◆ МАТЕРИАЛ ЗАДАНИЯ
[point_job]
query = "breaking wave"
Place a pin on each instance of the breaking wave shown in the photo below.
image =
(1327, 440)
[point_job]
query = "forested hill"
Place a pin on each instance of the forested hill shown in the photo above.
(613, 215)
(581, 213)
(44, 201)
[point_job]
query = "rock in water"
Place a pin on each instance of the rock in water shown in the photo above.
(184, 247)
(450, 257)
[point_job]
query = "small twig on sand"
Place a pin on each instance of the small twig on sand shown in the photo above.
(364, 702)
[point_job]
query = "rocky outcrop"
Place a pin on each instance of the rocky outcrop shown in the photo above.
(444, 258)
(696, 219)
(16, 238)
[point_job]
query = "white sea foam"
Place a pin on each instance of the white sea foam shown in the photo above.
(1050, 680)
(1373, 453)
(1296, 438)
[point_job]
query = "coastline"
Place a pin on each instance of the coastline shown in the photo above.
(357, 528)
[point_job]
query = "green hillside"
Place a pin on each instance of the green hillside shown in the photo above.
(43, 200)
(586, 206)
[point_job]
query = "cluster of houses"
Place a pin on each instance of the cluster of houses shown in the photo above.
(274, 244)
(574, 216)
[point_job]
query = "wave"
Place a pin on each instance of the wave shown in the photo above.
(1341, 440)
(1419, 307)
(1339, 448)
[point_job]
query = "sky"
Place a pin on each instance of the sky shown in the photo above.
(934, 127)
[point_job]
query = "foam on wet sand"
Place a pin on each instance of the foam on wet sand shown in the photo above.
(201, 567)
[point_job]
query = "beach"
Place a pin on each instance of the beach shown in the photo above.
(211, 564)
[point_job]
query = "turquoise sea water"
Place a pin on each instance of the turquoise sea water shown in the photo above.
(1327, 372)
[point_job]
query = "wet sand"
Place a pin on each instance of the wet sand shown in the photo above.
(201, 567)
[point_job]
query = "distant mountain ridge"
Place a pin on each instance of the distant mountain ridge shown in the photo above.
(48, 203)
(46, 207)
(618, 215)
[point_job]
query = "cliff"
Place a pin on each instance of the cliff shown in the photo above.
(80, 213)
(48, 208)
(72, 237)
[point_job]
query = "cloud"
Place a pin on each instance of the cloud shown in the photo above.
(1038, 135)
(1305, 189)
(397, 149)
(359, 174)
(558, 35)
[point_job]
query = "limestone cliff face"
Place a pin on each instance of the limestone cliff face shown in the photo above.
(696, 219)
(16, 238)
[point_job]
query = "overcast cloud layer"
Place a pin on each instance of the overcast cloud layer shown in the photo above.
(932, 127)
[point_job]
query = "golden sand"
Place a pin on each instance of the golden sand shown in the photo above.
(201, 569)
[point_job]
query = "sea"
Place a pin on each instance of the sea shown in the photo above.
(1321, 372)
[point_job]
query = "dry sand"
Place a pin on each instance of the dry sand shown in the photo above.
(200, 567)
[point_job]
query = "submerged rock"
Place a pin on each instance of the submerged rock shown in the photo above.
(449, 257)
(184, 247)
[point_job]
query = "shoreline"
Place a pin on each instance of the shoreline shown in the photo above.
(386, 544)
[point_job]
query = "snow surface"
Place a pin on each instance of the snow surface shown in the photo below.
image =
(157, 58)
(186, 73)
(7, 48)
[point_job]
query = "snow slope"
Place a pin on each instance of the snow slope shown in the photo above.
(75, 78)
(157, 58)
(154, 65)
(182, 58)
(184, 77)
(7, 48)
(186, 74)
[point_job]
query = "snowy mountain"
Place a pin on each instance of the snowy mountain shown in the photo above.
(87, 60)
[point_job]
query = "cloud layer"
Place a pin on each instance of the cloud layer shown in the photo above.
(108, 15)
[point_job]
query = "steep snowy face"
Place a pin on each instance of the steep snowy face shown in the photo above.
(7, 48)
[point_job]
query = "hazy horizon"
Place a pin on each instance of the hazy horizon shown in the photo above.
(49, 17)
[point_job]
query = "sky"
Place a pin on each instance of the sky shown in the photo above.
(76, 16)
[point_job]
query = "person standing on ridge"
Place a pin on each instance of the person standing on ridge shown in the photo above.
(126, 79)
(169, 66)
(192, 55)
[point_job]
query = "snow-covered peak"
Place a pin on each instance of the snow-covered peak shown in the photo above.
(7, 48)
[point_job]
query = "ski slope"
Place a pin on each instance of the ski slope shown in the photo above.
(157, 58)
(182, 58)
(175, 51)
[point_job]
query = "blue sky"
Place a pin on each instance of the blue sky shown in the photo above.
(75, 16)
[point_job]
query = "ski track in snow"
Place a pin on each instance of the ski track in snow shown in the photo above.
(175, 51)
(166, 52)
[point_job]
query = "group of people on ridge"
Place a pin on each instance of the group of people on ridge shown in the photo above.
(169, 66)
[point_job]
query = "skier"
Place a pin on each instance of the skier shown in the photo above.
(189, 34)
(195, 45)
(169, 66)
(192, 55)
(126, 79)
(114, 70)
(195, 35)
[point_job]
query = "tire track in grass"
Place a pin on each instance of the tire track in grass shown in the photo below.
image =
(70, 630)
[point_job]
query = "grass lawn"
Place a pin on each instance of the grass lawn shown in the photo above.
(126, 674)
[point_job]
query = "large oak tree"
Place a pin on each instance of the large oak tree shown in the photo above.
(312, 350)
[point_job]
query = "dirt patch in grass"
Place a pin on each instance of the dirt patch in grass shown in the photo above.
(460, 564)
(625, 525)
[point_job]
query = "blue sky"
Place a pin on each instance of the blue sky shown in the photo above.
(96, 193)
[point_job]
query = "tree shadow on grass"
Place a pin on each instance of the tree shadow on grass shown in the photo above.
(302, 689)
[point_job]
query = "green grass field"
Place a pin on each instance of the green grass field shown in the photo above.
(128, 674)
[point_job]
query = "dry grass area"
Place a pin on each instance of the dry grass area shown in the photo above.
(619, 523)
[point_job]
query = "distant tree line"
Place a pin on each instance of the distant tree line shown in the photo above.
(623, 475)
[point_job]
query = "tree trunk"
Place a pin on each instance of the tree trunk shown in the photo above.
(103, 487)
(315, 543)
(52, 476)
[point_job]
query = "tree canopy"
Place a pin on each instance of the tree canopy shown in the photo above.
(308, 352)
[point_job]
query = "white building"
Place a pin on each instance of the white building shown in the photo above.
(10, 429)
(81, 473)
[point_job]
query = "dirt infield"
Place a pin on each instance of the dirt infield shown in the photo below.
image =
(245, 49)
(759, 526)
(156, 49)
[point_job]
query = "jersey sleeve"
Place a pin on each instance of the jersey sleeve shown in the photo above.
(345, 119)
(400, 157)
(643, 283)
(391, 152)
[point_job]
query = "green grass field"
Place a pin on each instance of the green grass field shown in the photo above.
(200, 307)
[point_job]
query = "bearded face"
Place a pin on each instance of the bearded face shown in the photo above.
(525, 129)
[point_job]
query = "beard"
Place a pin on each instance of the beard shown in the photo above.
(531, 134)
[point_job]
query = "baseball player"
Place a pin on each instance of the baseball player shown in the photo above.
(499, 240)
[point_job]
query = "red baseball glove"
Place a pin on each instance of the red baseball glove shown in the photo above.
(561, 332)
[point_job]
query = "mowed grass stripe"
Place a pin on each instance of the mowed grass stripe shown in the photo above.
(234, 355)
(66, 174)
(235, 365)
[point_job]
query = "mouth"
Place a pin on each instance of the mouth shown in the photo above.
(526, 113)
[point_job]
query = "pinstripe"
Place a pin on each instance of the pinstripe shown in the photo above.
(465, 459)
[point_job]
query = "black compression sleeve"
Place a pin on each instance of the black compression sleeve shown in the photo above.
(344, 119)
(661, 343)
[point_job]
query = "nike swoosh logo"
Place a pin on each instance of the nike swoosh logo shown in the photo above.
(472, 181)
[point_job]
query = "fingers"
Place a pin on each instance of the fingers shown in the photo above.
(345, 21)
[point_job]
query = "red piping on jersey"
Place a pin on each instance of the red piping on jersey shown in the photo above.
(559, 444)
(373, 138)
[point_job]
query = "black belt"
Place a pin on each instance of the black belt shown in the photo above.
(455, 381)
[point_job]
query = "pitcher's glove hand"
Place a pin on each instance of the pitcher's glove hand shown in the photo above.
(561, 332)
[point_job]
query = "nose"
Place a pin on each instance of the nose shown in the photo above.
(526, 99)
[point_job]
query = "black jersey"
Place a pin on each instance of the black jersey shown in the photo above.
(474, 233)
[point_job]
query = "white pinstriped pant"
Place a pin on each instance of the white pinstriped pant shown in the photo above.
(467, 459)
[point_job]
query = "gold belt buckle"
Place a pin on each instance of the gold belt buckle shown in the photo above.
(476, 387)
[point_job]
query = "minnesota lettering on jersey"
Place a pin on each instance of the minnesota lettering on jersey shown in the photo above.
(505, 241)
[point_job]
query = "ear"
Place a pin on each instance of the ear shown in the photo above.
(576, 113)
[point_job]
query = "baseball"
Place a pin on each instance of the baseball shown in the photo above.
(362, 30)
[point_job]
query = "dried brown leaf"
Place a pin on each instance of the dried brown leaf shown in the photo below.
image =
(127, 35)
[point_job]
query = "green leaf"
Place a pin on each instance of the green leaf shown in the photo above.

◆ ЦЕЛЬ ЗАДАНИЯ
Покажите, пожалуйста, каждую строку выше, в которой встречается слово «large».

◆ ПРАВИЛЬНЫЙ ОТВЕТ
query = "large oak tree"
Place a pin on each instance of the large oak tree shown in the photo above.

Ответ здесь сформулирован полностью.